- RECORDS SUPPLIED:
--- --- ---

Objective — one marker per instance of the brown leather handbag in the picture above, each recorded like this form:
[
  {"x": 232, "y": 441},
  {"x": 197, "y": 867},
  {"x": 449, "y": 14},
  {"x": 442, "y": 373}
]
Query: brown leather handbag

--- --- ---

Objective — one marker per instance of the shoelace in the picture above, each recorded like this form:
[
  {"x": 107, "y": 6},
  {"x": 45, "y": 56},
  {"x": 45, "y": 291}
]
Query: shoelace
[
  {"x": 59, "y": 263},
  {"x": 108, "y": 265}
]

--- --- ---

- WORK TASK:
Your task is to collect every line above that contains the word "Objective".

- REPLY:
Objective — one marker per instance of the brown leather handbag in the picture above, each recorded like this form:
Objective — one marker per instance of the shoelace in the picture above, each recorded like this form:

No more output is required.